▶ _OBJECTIVE 1_: Echo every line of the records below the ERGM derivation without any change, and leave the pictures out.

___ TEXT PROVIDED

ERGM Mathematical Derivation

Computational Social Science · Network Analysis

What Is This?

A step-by-step mathematical derivation of the Exponential Random Graph Model (ERGM). We start from a simple question — "what is the probability of observing this network?" — and arrive at a logistic regression form.

Prerequisites

Familiarity with basic network concepts (nodes, edges, adjacency matrix). Basic understanding of probability and logarithms. No prior ERGM knowledge needed.

Starting Point

What Do We Want?

We want to answer a fundamental question: what is the probability of observing a particular network $y$? That is, among all the networks that could exist with these nodes, why did we see this specific pattern of ties?

The Question $$P(Y = y) = \;?$$

Goal: Build a model that assigns higher probability to networks whose structural patterns (reciprocity, triangles, etc.) match what we observe in real social systems.

Step 1

The Simplest Idea

If every tie in the network were independent and random, every possible network would be equally likely:

Uniform Distribution $$P(Y = y) = C \quad \text{(some constant)}$$

Problem: This is too simple — it tells us nothing about network structure. Real networks are not random: friendships cluster, advice flows to experts, and ties tend to be reciprocated. We need a model that captures these patterns.

______
___ RECORD EXTRACTS

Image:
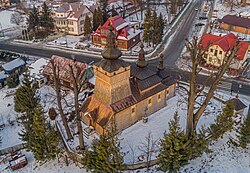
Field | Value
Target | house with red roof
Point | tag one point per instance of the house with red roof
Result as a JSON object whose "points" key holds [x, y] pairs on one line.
{"points": [[126, 36], [218, 47], [235, 23], [69, 17]]}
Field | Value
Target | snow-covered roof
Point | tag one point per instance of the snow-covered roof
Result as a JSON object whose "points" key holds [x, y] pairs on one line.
{"points": [[131, 34], [2, 75], [37, 67], [123, 25], [17, 63], [92, 80]]}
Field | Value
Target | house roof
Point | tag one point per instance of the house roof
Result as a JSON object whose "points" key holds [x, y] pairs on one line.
{"points": [[236, 21], [12, 65], [226, 43], [238, 105], [64, 70], [36, 68], [75, 10]]}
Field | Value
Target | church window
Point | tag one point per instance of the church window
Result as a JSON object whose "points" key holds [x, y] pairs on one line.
{"points": [[150, 102], [133, 110], [159, 97]]}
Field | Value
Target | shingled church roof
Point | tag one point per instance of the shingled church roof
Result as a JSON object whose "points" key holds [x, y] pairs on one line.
{"points": [[110, 54]]}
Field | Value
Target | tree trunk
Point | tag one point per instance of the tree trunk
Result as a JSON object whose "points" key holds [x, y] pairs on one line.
{"points": [[59, 97]]}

______

▶ _OBJECTIVE 2_: Duplicate the passage from the ERGM derivation verbatim, starting at "Familiarity with basic" and ending at "ERGM knowledge needed.".

▶ _COMPLETE RESPONSE 1_:
Image:
Field | Value
Target | house with red roof
Point | tag one point per instance of the house with red roof
Result as a JSON object whose "points" key holds [x, y] pairs on one line.
{"points": [[126, 36], [218, 47], [235, 23], [69, 17]]}
Field | Value
Target | snow-covered roof
Point | tag one point per instance of the snow-covered roof
Result as a JSON object whose "points" key holds [x, y] pairs on one line.
{"points": [[131, 34], [2, 75], [37, 67], [123, 25], [17, 63], [92, 80]]}
Field | Value
Target | house roof
Point | tag one point per instance of the house roof
Result as a JSON object whose "points" key holds [x, y] pairs on one line.
{"points": [[236, 21], [12, 65], [226, 43], [238, 105], [64, 70], [36, 68], [75, 10]]}
Field | Value
Target | church window
Point | tag one point per instance of the church window
Result as a JSON object whose "points" key holds [x, y] pairs on one line.
{"points": [[150, 102], [133, 110], [159, 97]]}
Field | Value
Target | shingled church roof
Point | tag one point per instance of the shingled church roof
Result as a JSON object whose "points" key holds [x, y] pairs on one line.
{"points": [[110, 54]]}
Field | Value
Target | tree trunk
Point | tag one point per instance of the tree trunk
Result as a JSON object whose "points" key holds [x, y] pairs on one line.
{"points": [[59, 97]]}

▶ _COMPLETE RESPONSE 2_:
Familiarity with basic network concepts (nodes, edges, adjacency matrix). Basic understanding of probability and logarithms. No prior ERGM knowledge needed.